Problem to work on:
Transcribe only the stretch of lines that opens with the line containing "Would you be able to point to the gabled" and closes with the last line of the listing, skipping pictures.

Data provided:
+++++

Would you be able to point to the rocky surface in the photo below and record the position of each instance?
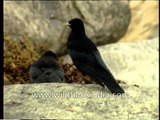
(73, 101)
(136, 63)
(43, 22)
(145, 20)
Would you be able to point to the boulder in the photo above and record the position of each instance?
(43, 22)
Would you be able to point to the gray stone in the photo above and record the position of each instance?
(134, 63)
(74, 101)
(43, 21)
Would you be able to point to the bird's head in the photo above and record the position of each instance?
(76, 25)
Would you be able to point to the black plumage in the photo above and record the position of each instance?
(46, 69)
(87, 58)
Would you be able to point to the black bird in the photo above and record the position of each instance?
(87, 58)
(46, 69)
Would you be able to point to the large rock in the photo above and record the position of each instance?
(71, 101)
(136, 63)
(43, 21)
(145, 20)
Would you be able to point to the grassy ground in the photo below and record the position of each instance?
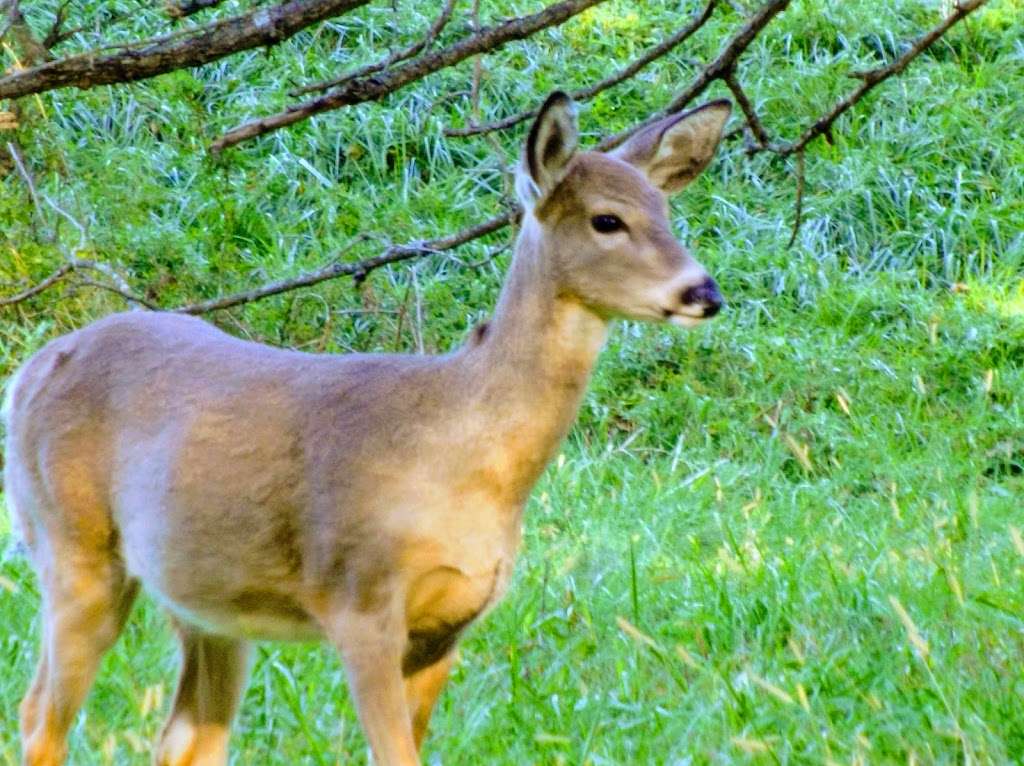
(793, 536)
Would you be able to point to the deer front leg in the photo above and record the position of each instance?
(371, 645)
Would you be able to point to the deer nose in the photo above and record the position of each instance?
(705, 295)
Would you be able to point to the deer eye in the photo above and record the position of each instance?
(607, 223)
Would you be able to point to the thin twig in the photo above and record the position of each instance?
(754, 124)
(117, 290)
(377, 86)
(871, 78)
(73, 265)
(723, 65)
(7, 17)
(584, 94)
(799, 205)
(29, 181)
(257, 28)
(53, 36)
(395, 57)
(39, 287)
(357, 270)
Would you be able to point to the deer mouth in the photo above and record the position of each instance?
(683, 318)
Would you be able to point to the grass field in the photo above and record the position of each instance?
(793, 536)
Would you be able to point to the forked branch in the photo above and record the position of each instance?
(584, 94)
(399, 55)
(376, 87)
(260, 27)
(872, 78)
(723, 66)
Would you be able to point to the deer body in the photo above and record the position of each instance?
(374, 500)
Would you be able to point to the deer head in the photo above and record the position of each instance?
(603, 218)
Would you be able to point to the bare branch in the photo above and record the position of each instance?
(54, 35)
(73, 265)
(261, 27)
(119, 290)
(753, 121)
(32, 49)
(721, 68)
(650, 55)
(38, 288)
(871, 78)
(398, 55)
(378, 86)
(189, 7)
(357, 270)
(799, 213)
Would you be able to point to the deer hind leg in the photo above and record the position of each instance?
(213, 676)
(85, 605)
(422, 690)
(371, 645)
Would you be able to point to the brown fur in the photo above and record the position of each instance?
(374, 500)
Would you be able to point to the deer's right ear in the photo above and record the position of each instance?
(551, 143)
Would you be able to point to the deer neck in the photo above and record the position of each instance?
(531, 364)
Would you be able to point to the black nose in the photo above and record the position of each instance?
(705, 295)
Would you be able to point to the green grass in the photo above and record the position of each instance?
(805, 510)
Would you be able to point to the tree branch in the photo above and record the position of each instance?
(398, 55)
(378, 86)
(189, 7)
(73, 265)
(146, 58)
(871, 78)
(650, 55)
(721, 68)
(357, 270)
(754, 124)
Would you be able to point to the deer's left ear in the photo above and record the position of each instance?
(551, 143)
(674, 151)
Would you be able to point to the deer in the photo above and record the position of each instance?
(374, 501)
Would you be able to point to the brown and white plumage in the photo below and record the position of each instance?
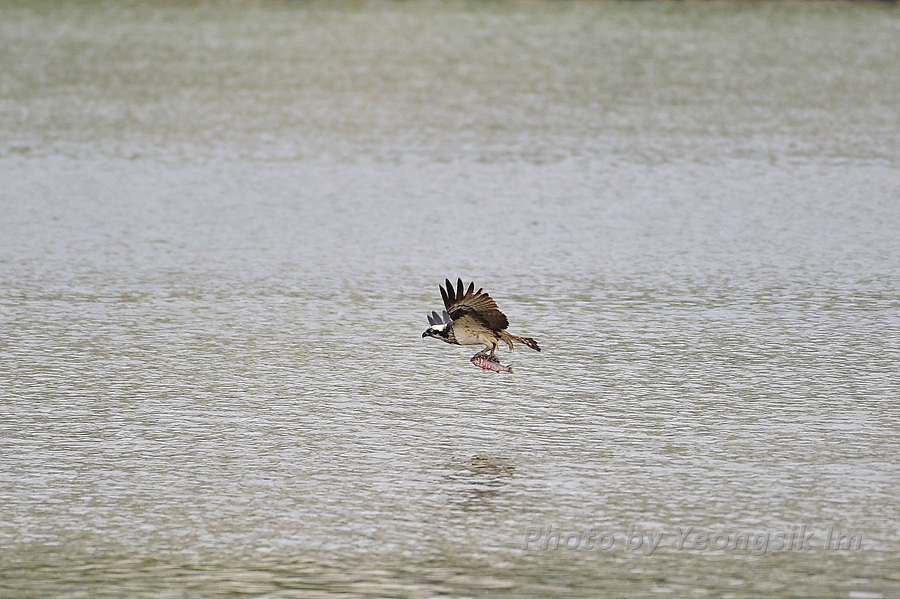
(472, 318)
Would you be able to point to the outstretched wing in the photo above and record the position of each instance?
(461, 302)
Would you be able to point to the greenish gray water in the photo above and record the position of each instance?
(223, 225)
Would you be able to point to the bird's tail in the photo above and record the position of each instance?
(504, 336)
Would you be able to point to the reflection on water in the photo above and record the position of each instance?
(223, 226)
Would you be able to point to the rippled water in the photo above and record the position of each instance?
(223, 225)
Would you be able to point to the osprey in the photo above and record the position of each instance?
(472, 318)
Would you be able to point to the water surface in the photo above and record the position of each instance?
(223, 225)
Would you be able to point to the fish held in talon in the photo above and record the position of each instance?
(472, 318)
(493, 365)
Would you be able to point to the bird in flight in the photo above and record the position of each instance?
(472, 318)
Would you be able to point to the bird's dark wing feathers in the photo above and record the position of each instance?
(462, 301)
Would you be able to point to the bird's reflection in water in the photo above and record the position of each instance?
(479, 483)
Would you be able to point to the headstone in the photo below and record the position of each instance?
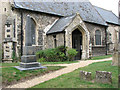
(103, 77)
(85, 75)
(28, 60)
(119, 81)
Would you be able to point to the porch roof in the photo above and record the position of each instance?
(85, 9)
(108, 16)
(61, 24)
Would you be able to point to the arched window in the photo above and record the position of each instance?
(33, 31)
(97, 37)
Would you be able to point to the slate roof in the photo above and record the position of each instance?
(61, 24)
(85, 9)
(108, 16)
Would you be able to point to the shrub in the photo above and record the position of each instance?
(40, 54)
(71, 54)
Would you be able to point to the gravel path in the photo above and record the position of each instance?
(46, 77)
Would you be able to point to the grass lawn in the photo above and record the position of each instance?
(72, 80)
(65, 62)
(11, 75)
(43, 63)
(100, 57)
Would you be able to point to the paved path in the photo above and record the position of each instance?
(46, 77)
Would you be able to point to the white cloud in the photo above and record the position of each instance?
(107, 4)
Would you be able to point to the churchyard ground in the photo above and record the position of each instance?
(65, 62)
(11, 75)
(72, 80)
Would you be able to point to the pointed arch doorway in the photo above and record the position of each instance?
(77, 43)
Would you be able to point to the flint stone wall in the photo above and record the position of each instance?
(41, 19)
(103, 77)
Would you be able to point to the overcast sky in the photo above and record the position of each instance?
(107, 4)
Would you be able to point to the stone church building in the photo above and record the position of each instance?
(91, 30)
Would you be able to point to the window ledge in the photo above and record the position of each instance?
(99, 46)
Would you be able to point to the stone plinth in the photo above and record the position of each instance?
(85, 75)
(28, 60)
(103, 77)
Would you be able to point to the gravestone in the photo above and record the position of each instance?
(103, 77)
(119, 81)
(85, 75)
(28, 60)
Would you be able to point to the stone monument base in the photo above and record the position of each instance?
(32, 68)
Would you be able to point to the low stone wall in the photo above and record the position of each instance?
(100, 77)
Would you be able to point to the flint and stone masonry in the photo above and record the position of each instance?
(28, 60)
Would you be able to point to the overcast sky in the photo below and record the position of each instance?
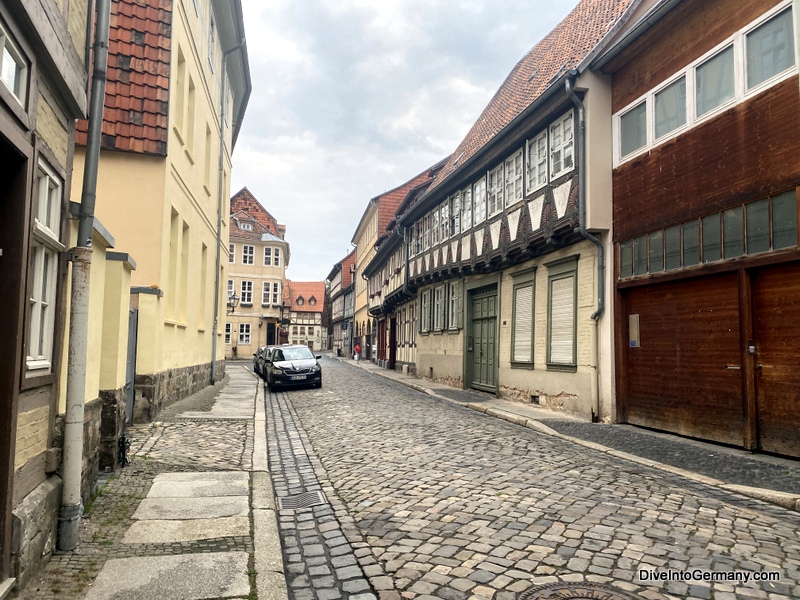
(352, 98)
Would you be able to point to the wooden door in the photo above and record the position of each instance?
(484, 332)
(776, 303)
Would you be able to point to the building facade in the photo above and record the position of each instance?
(43, 90)
(178, 85)
(706, 261)
(258, 256)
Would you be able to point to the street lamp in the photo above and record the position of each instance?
(233, 302)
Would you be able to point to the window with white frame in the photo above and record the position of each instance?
(753, 59)
(495, 190)
(45, 249)
(246, 296)
(14, 69)
(425, 311)
(513, 179)
(537, 161)
(466, 209)
(562, 146)
(455, 214)
(479, 200)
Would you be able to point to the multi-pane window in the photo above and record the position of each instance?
(246, 296)
(757, 56)
(562, 146)
(562, 315)
(466, 209)
(479, 201)
(513, 180)
(759, 226)
(45, 250)
(494, 197)
(537, 161)
(455, 214)
(14, 69)
(522, 320)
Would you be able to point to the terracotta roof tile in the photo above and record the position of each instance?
(137, 91)
(559, 51)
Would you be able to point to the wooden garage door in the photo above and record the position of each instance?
(776, 300)
(683, 375)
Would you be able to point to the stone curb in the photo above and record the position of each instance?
(783, 499)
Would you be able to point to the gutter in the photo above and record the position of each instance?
(601, 266)
(71, 508)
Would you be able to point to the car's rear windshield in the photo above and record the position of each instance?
(292, 354)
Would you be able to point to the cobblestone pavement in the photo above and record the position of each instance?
(454, 504)
(177, 445)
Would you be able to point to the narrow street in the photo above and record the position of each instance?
(425, 499)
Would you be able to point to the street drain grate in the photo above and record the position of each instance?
(304, 500)
(576, 591)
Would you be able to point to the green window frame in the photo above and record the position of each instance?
(562, 315)
(523, 319)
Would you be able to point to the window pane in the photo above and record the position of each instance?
(640, 256)
(671, 107)
(626, 259)
(672, 242)
(770, 49)
(784, 221)
(691, 243)
(714, 80)
(733, 232)
(656, 252)
(757, 226)
(711, 238)
(633, 129)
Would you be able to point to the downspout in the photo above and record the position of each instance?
(81, 256)
(220, 204)
(601, 266)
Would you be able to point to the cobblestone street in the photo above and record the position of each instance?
(435, 501)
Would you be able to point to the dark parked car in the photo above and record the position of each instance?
(292, 365)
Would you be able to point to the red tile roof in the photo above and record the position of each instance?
(244, 201)
(561, 50)
(135, 118)
(294, 290)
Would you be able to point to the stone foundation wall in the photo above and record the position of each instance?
(155, 392)
(34, 524)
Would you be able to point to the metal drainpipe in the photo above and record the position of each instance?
(601, 267)
(220, 204)
(81, 256)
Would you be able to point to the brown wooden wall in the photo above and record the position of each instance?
(749, 151)
(683, 35)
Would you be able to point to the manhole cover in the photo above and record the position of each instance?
(304, 500)
(576, 591)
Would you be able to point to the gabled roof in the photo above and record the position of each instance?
(244, 201)
(294, 290)
(560, 51)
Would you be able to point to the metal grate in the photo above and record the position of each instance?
(304, 500)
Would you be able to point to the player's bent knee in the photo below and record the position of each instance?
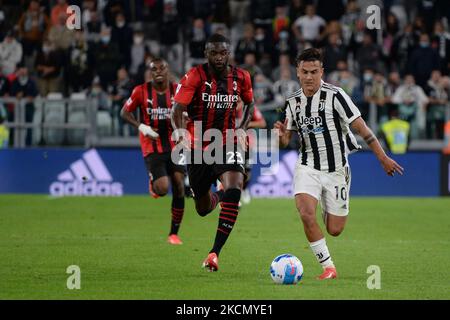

+++++

Task response:
Would you be able to point to the gabled roof in the photo above and record the position of each instance?
(244, 201)
(294, 290)
(560, 51)
Would you be able to point to the metal grate in the photo above and record the position of each instance?
(304, 500)
Would you be able to point to the player's bent knee in the photo below and record the position of each instance?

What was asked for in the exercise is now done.